- Set problem
Please copy the stretch of rows from the start through the line containing "351), (280, 356)]", swapping "instance" for "occurrence" and leaving everything else unchanged.

========

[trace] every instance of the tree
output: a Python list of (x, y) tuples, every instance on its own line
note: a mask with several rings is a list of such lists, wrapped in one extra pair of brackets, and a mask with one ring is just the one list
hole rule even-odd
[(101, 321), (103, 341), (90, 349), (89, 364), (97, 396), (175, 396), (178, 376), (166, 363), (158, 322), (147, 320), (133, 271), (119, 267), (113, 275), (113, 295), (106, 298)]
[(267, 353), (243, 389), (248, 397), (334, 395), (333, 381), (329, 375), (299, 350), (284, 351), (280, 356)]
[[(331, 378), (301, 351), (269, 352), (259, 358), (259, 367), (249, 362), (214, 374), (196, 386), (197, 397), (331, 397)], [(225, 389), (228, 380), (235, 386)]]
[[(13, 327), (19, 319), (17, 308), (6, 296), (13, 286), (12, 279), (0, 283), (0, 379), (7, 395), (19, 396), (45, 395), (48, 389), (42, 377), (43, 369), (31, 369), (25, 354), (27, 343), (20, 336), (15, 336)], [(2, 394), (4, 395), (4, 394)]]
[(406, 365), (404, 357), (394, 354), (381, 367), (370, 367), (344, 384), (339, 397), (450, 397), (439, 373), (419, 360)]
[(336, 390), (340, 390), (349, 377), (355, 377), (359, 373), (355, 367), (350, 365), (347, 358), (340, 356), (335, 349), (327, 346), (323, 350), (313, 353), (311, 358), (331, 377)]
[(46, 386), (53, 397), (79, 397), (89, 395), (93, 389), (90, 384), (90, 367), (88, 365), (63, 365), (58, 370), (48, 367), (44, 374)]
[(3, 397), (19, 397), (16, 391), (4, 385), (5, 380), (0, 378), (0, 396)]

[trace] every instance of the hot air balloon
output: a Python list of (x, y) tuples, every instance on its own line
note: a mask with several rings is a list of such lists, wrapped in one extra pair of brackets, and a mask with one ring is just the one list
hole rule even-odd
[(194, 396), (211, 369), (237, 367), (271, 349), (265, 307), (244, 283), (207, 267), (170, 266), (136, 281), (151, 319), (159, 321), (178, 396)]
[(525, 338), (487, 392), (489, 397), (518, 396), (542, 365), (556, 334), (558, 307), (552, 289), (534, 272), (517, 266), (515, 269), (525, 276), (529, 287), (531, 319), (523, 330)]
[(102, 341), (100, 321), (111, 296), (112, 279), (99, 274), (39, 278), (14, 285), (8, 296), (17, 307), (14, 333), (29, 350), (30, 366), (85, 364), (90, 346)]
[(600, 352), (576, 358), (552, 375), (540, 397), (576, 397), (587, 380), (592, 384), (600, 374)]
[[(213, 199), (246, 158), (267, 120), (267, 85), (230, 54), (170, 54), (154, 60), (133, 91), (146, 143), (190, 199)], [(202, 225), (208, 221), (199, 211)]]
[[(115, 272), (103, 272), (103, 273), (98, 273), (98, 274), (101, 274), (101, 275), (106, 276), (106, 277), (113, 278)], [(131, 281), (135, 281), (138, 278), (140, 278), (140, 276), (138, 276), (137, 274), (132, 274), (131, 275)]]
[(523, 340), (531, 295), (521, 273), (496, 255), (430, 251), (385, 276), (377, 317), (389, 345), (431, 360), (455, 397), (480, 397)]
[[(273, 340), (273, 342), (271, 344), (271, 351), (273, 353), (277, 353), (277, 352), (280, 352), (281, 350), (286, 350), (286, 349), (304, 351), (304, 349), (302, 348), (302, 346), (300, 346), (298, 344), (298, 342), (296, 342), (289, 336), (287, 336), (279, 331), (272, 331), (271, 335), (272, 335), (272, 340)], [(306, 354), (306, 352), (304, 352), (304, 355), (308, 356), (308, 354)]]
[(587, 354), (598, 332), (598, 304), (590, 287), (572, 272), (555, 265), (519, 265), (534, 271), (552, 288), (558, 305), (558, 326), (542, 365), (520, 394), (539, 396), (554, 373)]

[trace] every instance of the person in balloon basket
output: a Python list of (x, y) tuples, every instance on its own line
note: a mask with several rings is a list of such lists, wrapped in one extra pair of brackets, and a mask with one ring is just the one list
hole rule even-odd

========

- Written response
[trace] every occurrence of the tree
output: a Python list of (x, y) tuples, every occurrence on its own line
note: a mask with several rings is a list of such lists, wrapped in one extra pair of brackets, and a mask with one ring is just the one list
hole rule even-odd
[(101, 321), (103, 341), (90, 349), (89, 364), (97, 396), (175, 396), (178, 376), (166, 363), (158, 322), (147, 320), (133, 271), (119, 267), (113, 275), (113, 295), (106, 298)]
[(267, 353), (243, 389), (248, 397), (334, 395), (333, 381), (329, 375), (299, 350), (284, 351), (280, 356)]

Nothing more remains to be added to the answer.